▸ Problem to solve
From the data below, return all lines holding the string "Which".

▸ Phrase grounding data
^^^^^^^^
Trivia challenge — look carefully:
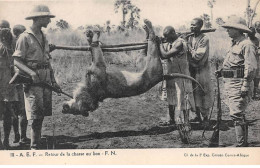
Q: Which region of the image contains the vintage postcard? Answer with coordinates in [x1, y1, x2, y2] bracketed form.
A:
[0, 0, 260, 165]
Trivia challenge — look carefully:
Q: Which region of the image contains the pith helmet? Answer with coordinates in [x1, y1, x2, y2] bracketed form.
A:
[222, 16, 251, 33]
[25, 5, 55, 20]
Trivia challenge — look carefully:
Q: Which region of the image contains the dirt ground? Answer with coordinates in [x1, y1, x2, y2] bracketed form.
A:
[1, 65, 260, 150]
^^^^^^^^
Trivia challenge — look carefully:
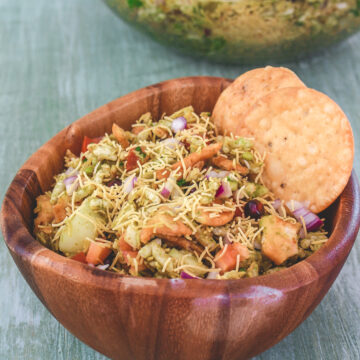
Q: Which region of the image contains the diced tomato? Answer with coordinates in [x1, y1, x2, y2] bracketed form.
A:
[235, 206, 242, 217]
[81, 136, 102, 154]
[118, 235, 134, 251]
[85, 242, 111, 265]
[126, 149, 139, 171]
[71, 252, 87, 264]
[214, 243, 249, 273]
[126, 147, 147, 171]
^^^^^^^^
▸ Result
Q: Which region of the image contains the vintage postcard? Answer with coordinates in [x1, y1, x2, y2] bracketed form.
Q: Which region of the image contains the pith helmet? Answer with coordinates in [x1, y1, x2, y2] bracketed form.
Q: Which region of the image contains the dirt ground? Answer with coordinates in [x1, y1, x2, y2] bracketed form.
Q: Which region of the image contains the diced tomato? Answer with coordinates in [x1, y1, x2, y2] bracketed form.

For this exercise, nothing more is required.